**** Data supplied ****

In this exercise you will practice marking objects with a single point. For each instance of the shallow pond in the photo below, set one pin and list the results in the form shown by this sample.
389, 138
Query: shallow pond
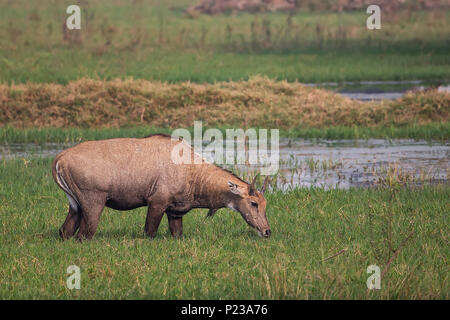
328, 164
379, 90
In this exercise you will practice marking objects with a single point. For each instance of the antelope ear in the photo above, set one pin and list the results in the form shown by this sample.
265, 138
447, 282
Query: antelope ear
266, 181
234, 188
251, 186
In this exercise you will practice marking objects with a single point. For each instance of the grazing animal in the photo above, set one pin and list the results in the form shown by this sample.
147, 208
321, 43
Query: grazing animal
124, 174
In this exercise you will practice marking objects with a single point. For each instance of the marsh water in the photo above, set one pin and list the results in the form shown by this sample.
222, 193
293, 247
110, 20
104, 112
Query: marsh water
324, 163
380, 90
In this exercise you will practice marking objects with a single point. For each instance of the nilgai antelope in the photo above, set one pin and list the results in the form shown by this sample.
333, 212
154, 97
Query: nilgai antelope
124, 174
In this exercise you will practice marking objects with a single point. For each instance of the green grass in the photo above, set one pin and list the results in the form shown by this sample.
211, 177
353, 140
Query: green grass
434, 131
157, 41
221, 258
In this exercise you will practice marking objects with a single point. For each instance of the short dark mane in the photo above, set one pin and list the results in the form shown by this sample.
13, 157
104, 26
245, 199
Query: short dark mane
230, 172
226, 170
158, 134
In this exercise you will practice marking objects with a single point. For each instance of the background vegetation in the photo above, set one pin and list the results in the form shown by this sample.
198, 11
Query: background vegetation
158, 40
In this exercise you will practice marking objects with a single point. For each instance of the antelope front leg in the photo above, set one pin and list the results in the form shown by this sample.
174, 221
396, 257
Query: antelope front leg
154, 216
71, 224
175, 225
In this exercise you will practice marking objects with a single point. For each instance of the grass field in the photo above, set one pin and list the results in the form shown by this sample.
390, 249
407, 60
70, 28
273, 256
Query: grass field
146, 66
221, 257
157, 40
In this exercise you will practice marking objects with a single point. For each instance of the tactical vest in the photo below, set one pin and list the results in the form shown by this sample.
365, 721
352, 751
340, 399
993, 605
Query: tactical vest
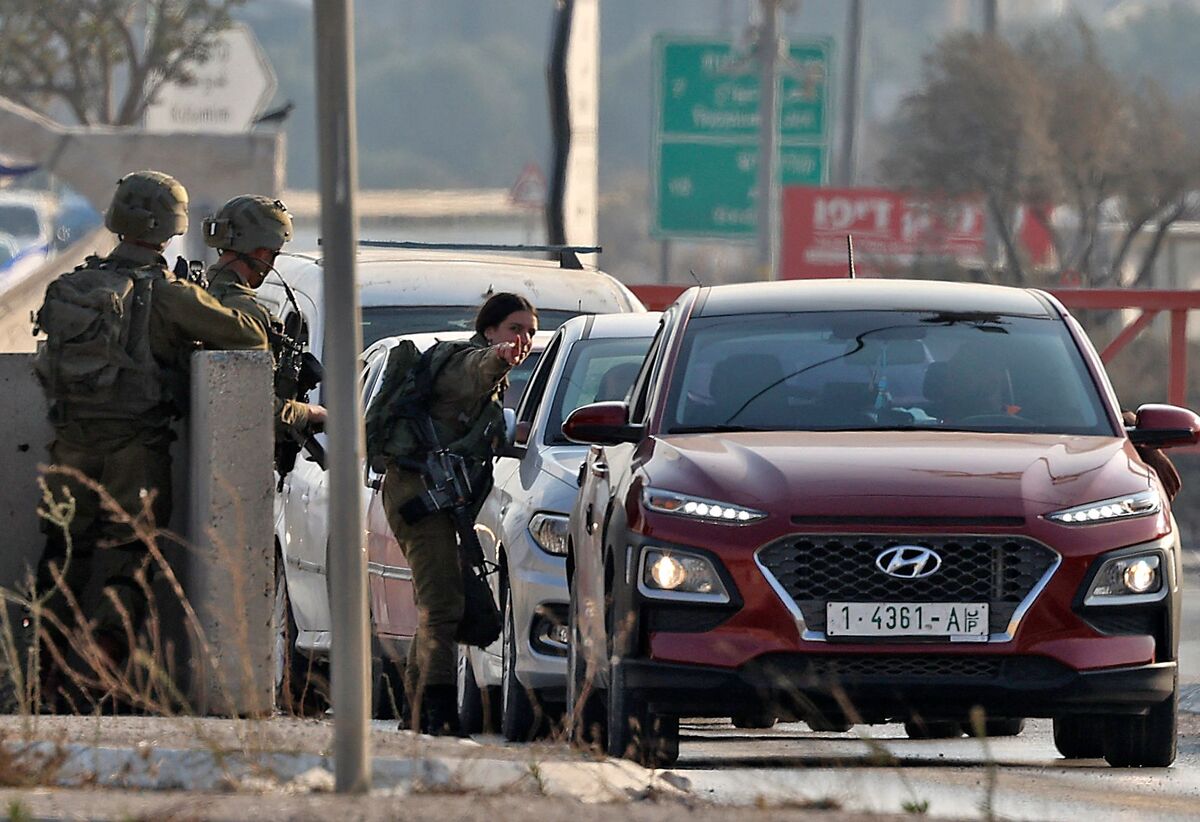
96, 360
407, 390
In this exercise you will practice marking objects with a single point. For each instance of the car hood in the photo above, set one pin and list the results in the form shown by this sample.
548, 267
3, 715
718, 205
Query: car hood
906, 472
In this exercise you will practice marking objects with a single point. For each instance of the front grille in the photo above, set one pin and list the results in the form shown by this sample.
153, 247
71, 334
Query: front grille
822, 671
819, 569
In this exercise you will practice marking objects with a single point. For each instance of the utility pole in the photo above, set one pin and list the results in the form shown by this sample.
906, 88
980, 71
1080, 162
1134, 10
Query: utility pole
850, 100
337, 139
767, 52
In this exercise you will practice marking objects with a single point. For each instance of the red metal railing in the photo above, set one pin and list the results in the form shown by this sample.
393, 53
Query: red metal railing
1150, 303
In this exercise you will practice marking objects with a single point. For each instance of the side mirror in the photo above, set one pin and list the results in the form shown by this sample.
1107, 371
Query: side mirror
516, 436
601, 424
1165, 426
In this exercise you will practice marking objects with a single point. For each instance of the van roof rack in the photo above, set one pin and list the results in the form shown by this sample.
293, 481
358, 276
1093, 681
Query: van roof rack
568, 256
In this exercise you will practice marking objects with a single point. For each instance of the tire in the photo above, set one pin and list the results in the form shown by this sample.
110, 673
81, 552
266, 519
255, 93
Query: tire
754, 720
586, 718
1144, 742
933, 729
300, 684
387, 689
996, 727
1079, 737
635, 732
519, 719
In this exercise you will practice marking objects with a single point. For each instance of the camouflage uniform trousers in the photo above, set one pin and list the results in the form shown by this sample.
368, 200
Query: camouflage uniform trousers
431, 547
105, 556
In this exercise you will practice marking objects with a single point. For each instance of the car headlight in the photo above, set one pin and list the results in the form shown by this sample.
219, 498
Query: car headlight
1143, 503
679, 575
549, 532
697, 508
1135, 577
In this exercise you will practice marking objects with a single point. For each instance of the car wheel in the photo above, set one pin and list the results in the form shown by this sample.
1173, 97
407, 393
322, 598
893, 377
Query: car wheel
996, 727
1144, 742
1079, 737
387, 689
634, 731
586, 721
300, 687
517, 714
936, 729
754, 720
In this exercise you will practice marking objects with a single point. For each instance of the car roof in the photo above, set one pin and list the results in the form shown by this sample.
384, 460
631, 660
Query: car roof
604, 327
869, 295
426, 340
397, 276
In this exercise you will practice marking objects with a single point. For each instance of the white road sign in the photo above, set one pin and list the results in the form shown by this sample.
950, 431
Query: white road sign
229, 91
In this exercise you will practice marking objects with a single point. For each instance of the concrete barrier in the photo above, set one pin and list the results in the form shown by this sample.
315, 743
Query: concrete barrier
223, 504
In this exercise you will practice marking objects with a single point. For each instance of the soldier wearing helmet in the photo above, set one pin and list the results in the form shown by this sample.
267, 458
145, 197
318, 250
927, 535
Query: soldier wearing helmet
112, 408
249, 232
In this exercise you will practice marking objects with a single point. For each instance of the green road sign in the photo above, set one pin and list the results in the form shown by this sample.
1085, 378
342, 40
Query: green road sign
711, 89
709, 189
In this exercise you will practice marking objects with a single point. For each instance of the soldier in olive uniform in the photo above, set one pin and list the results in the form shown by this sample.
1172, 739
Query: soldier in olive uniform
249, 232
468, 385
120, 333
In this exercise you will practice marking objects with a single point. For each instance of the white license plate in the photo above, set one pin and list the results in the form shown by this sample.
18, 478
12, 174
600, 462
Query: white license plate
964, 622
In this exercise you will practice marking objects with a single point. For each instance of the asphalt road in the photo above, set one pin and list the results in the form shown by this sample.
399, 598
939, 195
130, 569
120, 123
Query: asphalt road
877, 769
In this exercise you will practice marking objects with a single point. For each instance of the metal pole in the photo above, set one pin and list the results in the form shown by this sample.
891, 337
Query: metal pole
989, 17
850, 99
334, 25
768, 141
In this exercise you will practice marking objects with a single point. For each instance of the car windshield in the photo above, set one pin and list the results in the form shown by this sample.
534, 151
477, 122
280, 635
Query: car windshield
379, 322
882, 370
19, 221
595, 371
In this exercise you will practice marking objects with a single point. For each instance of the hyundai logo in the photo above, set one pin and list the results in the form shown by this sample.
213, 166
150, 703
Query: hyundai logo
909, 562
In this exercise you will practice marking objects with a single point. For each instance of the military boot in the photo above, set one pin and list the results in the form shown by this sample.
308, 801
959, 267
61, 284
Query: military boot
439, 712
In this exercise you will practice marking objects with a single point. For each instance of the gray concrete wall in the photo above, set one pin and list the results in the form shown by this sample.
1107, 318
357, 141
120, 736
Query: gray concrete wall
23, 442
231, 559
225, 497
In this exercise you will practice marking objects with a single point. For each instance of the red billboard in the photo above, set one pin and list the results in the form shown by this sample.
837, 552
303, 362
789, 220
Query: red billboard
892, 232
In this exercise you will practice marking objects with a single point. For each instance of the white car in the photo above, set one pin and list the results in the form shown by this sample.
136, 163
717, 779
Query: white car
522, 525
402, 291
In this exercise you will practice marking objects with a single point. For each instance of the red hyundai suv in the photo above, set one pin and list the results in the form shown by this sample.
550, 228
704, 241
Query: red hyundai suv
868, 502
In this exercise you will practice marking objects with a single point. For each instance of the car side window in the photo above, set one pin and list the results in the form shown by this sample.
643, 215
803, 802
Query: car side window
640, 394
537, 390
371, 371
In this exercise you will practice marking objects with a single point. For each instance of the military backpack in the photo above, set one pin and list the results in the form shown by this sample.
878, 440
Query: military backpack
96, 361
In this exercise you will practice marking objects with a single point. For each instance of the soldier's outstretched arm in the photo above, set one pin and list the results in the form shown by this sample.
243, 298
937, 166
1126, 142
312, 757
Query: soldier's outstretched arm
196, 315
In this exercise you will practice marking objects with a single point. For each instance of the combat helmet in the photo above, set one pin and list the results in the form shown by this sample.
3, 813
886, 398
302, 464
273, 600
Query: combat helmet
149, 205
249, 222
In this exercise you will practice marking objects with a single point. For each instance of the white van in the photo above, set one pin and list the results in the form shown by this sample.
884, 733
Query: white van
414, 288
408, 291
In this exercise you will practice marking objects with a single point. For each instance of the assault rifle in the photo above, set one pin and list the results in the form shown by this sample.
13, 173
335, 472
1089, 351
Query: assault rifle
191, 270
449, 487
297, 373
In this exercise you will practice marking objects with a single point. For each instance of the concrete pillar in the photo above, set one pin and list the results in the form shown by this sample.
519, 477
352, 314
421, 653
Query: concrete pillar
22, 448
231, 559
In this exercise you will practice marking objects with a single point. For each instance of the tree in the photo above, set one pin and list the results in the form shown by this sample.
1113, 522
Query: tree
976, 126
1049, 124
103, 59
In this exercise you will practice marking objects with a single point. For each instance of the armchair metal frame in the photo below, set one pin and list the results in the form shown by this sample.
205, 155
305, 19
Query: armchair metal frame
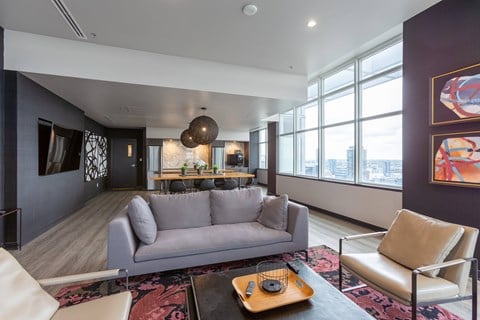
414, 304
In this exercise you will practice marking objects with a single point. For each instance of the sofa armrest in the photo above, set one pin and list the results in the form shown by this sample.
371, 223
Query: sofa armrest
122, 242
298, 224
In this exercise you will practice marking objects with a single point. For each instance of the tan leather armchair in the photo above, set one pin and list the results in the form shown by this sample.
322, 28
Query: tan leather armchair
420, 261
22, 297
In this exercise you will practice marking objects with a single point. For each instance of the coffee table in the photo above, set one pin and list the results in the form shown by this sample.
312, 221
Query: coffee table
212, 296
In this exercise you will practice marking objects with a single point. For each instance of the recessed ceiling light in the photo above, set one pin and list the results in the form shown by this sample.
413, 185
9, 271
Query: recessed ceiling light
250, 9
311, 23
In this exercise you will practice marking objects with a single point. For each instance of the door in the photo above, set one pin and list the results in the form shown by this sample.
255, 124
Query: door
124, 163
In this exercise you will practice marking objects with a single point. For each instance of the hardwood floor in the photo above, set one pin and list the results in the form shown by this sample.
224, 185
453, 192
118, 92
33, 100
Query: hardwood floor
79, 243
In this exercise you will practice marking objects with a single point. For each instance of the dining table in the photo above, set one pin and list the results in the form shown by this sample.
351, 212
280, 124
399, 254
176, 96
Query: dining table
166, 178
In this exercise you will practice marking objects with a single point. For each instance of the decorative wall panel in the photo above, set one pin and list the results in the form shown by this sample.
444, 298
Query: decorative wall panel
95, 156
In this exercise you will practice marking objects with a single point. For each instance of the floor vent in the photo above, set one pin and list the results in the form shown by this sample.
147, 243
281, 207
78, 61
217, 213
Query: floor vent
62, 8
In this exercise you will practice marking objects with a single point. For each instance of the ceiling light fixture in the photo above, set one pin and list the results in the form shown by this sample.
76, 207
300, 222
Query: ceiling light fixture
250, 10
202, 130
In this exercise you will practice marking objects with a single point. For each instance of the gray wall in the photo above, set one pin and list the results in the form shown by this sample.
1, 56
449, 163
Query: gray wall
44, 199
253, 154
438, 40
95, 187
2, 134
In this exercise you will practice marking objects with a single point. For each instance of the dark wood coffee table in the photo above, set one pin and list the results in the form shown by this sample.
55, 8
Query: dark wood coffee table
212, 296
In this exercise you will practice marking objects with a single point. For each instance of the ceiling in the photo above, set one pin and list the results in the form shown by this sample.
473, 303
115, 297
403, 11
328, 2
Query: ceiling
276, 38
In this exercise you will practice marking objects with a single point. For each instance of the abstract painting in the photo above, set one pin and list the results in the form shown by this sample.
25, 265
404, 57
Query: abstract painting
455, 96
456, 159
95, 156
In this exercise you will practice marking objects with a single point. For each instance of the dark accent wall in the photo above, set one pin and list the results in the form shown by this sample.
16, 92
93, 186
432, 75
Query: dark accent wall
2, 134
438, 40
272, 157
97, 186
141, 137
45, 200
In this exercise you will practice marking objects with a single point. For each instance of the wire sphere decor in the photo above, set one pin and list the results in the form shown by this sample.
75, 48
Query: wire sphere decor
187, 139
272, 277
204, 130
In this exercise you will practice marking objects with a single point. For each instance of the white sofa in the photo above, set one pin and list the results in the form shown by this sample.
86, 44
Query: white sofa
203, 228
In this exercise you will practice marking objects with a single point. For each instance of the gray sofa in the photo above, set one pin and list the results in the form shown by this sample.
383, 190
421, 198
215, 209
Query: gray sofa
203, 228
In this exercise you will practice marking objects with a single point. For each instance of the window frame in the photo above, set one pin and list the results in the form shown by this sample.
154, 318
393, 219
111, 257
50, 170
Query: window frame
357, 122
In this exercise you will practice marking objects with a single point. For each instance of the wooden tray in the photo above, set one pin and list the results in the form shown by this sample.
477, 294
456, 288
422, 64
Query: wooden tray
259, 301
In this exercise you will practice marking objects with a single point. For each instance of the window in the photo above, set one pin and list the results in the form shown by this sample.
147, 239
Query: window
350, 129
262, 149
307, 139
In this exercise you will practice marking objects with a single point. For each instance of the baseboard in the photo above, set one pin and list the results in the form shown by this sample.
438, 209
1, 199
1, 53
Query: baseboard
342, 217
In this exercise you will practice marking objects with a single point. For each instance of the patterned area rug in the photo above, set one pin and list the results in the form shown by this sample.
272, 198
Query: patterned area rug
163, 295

****

> Given exercise:
Return every line from the one holding "the window frame" through the end of the data, exactly as it appears, with both ends kept and nothing else.

> Result of the task:
In this exercise you will practice marking objects with a single point. For each instance of the window frame in the photo above, set one pin and list the results in the form shown by this sample.
154, 318
393, 219
111, 257
50, 170
Query: window frame
357, 122
In this exercise you will practice marking objects with a single point. For each instance of the wooden tray in the photo above, set one pin and list the results in the form shown by this sample.
477, 294
456, 288
422, 64
Query: wooden tray
259, 301
In this exercise you will practice marking objects with a single point. For each instance of the window in the photo above, set one pin and list the results in the form shown by this sample.
147, 239
Query: window
350, 129
262, 149
307, 139
In this exercise you will practice marking objects with a single point. For each instance of the baseboard in the photo above, set one pin and list the results in the form shown by this sample.
438, 209
1, 199
1, 53
Query: baseboard
342, 217
In this exercise you will practice marking objects with a single point. For each instance of the patterned area rug in the photo above, set one pin and list the results in the form shown by this sample.
272, 198
Query: patterned area rug
163, 295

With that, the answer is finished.